## Excerpted text
• • • • • • •
To determine whether DC-SIGN-Fc exhibits a similar carbohydrate recognition profile as cell surface-expressed DC-SIGN, both DC-SIGN transfectants and monocyte-derived DC were studied for carbohydrate binding activity using a fluorescent beads adhesion assay with different glycoconjugates ({alpha}1->3,3f{alpha}1->6-mannotriose, Lex and sulfo-Lea; Fig. 3B). Indeed, DC-SIGN expressed by K562 transfectants bound similarly to the glycoconjugates as DC-SIGN-Fc and the binding was completely inhibited by anti-DC-SIGN Abs (Fig. 3B). Even though DC express many other C-type lectins on their cell surface, our data demonstrate that the glycoconjugates containing Lex and {alpha}1->3,{alpha}1->6-mannotriose are preferentially bound by DC-SIGN. The interaction is specific since anti-DC-SIGN Abs almost completely inhibited the binding activity. This illustrates that DC-SIGN is the major receptor on DC for these carbohydrate structures. Binding of sulfo-Lea to DC could only be partially blocked by anti-DC-SIGN Abs, indicating that other C-type lectins on DC compete with DC-SIGN for binding of sulfo-Lea. Our data show that DC-SIGN recognizes a wider range of glycan structures, including Lewis blood group Ags, than hitherto realized. Thus, DC-SIGN may be an important receptor for recognition of novel biologically relevant targets expressed by the host or alternatively by human pathogens.
• • • • • • •
Entries taken from a collection
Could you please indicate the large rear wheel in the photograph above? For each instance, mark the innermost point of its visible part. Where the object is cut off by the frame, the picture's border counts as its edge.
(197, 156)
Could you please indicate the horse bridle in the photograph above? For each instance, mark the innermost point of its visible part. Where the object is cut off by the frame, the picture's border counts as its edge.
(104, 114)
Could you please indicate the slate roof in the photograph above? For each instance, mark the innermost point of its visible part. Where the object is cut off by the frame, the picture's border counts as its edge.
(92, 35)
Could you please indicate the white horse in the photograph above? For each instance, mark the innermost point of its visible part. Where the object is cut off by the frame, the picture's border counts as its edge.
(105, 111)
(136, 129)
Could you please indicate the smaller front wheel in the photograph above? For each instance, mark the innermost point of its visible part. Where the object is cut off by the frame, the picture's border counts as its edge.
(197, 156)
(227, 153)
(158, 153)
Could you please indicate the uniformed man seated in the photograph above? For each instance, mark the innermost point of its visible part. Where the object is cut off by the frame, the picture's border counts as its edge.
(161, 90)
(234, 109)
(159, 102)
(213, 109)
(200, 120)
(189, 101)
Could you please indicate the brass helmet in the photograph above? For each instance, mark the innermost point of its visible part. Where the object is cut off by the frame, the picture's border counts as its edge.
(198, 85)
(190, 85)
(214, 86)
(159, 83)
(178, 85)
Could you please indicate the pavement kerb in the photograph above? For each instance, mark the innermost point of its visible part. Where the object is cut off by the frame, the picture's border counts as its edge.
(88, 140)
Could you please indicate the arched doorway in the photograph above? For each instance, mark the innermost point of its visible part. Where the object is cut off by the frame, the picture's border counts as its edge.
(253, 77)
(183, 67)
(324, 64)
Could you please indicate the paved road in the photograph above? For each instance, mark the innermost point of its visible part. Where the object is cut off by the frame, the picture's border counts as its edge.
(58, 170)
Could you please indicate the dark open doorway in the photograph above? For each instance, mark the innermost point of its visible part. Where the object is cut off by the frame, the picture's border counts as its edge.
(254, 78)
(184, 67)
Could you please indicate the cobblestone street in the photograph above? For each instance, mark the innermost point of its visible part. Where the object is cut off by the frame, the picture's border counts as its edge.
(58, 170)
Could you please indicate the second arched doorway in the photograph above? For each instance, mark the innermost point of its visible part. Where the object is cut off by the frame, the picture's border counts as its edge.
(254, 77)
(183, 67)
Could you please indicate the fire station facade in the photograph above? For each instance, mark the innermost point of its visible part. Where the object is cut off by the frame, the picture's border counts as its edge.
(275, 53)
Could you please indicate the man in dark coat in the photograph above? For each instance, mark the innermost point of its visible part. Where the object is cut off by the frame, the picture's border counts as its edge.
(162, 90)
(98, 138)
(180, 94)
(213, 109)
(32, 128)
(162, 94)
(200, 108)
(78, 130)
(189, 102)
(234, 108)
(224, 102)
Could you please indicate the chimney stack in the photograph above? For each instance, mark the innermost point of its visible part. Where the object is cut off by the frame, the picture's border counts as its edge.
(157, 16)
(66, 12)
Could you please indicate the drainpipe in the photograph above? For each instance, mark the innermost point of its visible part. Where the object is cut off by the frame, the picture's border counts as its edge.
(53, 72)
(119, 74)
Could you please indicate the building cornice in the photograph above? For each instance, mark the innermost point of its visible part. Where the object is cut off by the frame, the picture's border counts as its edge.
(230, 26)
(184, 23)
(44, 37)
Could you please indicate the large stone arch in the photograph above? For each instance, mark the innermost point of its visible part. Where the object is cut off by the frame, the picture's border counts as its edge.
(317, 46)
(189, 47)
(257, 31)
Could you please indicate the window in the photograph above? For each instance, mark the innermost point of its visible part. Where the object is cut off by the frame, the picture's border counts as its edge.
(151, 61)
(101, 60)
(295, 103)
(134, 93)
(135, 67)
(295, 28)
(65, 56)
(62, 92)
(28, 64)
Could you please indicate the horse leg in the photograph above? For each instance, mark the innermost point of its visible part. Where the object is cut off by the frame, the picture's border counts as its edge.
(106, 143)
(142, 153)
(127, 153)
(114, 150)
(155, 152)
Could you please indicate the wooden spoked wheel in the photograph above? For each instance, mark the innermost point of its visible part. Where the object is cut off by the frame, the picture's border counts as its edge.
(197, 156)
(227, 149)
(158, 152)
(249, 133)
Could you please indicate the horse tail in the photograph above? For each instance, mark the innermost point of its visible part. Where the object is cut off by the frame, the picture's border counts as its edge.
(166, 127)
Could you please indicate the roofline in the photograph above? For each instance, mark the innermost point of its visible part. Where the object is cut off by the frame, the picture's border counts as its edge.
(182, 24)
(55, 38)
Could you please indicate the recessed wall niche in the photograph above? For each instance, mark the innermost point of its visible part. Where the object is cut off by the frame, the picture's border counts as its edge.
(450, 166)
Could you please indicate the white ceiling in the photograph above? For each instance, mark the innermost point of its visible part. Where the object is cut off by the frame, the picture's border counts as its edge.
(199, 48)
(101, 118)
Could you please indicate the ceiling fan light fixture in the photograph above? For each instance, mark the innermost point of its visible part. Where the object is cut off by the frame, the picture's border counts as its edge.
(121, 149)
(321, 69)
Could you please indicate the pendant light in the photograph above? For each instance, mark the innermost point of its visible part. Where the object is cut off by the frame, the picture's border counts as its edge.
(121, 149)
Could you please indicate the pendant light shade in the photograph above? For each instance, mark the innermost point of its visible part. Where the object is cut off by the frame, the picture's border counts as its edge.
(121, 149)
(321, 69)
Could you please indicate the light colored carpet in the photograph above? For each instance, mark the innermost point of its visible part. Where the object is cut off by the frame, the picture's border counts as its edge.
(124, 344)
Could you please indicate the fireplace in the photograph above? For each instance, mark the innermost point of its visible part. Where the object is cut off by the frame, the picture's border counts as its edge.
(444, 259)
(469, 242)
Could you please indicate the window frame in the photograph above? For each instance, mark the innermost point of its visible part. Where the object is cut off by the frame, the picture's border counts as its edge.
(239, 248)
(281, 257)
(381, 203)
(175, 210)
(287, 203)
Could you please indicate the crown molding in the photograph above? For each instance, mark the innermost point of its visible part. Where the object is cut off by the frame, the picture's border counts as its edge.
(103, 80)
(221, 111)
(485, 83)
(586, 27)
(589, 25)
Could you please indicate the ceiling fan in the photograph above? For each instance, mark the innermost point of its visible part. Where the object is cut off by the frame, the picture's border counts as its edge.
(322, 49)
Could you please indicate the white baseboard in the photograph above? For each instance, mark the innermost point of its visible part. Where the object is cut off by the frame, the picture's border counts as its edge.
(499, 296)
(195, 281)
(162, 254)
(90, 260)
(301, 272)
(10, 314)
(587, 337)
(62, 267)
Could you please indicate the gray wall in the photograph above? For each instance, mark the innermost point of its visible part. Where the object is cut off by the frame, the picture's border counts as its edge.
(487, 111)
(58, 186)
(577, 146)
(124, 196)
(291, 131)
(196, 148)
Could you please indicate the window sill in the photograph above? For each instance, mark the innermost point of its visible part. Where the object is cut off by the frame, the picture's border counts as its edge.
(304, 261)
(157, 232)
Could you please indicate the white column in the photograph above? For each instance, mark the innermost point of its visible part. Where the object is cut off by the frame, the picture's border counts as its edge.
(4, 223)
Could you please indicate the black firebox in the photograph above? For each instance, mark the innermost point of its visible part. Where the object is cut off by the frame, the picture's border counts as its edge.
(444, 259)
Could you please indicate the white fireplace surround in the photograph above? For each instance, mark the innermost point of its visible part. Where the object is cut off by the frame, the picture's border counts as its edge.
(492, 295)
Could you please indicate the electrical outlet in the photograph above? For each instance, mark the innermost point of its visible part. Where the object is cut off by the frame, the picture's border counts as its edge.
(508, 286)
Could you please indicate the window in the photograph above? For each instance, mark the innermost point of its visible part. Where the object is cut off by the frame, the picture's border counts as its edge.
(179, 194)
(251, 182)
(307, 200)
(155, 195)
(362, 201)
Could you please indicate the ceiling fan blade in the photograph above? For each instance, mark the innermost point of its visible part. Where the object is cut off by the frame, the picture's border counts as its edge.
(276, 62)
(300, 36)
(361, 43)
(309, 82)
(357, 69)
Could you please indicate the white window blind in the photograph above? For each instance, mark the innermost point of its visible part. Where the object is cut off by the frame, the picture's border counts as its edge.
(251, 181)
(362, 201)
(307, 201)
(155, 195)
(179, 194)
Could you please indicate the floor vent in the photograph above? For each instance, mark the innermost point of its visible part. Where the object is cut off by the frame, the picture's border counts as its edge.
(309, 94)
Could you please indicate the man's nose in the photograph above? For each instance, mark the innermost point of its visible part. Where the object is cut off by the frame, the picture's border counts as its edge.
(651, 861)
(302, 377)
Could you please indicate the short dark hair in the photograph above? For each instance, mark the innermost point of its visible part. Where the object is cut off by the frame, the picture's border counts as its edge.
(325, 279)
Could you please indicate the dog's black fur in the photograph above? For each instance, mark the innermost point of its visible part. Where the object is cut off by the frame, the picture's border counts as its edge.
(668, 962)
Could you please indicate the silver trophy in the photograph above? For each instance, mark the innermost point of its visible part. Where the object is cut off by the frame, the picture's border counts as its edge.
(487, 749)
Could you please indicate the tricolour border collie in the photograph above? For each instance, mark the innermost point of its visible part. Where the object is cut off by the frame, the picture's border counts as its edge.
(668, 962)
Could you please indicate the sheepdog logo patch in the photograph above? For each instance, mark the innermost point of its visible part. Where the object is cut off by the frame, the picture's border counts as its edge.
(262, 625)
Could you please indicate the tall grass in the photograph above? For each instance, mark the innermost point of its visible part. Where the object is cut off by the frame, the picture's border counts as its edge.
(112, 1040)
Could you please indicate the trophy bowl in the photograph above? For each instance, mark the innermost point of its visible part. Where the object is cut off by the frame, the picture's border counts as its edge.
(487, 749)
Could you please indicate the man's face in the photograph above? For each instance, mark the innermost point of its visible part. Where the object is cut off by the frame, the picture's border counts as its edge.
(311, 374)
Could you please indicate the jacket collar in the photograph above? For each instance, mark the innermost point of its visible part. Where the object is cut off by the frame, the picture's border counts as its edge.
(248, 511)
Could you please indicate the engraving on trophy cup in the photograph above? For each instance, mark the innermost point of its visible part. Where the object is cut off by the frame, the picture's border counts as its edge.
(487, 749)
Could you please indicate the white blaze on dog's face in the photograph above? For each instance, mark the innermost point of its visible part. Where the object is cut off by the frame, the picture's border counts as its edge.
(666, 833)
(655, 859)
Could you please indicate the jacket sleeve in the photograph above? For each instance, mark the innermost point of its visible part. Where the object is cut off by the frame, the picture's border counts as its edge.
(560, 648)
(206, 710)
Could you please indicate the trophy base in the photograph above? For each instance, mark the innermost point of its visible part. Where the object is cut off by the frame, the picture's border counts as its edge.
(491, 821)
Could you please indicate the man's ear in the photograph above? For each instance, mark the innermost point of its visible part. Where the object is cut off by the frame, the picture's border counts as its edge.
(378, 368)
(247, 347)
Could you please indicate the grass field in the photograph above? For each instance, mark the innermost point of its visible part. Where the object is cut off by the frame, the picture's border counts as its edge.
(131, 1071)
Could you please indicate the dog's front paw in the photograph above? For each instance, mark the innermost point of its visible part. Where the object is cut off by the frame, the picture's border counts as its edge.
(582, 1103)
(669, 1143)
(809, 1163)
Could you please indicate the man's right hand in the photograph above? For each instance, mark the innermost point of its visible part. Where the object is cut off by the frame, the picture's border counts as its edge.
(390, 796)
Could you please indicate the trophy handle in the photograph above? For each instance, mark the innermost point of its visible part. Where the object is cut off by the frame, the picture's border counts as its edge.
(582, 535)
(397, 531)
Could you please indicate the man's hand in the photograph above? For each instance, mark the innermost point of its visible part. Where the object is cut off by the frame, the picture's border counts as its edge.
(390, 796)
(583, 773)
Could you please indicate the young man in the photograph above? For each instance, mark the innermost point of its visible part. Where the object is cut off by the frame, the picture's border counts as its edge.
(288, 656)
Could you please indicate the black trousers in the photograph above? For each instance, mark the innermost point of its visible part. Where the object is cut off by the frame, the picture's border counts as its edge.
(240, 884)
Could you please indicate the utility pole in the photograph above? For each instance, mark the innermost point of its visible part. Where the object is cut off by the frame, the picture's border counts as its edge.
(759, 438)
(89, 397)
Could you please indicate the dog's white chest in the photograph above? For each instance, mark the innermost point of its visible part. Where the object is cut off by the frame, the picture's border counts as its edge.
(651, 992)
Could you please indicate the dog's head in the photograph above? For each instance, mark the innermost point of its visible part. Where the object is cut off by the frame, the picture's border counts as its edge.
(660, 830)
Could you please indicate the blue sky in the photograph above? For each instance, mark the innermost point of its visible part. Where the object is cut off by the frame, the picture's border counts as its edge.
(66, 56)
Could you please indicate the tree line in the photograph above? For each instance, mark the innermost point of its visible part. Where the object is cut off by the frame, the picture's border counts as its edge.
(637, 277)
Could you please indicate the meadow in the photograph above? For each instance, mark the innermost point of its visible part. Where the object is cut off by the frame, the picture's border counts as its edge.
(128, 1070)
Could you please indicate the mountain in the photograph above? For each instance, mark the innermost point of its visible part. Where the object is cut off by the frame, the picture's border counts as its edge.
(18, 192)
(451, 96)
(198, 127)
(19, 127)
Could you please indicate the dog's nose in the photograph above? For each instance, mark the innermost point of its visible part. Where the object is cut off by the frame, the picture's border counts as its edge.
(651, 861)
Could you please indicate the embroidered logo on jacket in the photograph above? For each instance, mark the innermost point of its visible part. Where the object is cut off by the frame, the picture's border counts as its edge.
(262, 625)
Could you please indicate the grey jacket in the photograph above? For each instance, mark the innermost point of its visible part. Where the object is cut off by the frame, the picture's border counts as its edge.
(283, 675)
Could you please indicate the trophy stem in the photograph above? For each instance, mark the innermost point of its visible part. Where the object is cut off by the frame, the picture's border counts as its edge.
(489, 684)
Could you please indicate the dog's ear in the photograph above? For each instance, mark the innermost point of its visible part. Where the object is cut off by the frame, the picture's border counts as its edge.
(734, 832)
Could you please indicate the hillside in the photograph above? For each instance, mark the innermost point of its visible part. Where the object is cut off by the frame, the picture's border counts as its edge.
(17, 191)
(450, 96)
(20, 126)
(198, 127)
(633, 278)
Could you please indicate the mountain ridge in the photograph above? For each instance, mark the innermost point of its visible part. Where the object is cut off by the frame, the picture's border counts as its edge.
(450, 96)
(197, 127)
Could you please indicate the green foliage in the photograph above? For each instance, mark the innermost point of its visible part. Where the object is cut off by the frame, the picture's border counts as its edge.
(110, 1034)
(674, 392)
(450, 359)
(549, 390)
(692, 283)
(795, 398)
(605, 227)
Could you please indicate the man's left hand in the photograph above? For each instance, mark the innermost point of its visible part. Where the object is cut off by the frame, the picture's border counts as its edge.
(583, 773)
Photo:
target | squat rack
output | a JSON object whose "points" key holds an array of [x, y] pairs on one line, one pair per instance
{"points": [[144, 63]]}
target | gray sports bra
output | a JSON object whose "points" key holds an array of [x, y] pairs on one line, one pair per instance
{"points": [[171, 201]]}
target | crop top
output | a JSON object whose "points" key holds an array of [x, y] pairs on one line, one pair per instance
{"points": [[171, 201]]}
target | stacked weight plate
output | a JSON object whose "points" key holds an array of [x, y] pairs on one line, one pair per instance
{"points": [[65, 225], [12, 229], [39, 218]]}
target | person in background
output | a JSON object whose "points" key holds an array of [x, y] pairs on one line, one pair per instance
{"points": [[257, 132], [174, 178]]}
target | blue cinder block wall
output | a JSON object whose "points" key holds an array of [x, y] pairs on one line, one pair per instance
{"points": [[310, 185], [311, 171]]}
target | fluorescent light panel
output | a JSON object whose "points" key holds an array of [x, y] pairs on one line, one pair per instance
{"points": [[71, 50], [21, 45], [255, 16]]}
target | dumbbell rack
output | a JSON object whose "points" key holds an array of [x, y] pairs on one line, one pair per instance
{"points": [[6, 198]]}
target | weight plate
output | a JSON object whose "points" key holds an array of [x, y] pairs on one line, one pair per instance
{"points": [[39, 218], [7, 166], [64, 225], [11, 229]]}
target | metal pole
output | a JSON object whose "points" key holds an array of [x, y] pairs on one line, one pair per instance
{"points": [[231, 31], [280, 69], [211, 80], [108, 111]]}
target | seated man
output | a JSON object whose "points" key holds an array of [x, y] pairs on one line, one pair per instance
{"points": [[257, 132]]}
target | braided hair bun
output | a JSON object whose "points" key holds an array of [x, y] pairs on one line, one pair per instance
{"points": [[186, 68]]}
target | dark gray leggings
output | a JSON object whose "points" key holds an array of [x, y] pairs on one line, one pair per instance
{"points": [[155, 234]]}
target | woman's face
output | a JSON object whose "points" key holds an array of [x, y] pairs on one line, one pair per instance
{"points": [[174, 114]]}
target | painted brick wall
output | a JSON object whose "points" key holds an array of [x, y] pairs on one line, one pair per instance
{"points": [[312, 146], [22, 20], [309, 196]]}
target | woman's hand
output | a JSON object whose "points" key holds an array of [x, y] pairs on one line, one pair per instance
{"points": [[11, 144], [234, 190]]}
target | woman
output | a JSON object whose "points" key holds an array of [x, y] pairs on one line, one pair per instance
• • • • • • •
## Task brief
Decide whether each statement agrees with the DC-SIGN text, answering yes or no and quoting the words that decide it. 1. Anti-DC-SIGN Abs fully blocked the binding of sulfo-Lea to DC. 2. The DC-SIGN transfectants studied were K562 cells. 3. The authors conclude that DC-SIGN recognizes a narrower range of glycan structures than previously thought.

## The answer
1. No: "Binding of sulfo-Lea to DC could only be partially blocked by anti-DC-SIGN Abs"
2. Yes: "DC-SIGN expressed by K562 transfectants bound similarly to the glycoconjugates as DC-SIGN-Fc"
3. No: "DC-SIGN recognizes a wider range of glycan structures, including Lewis blood group Ags, than hitherto realized"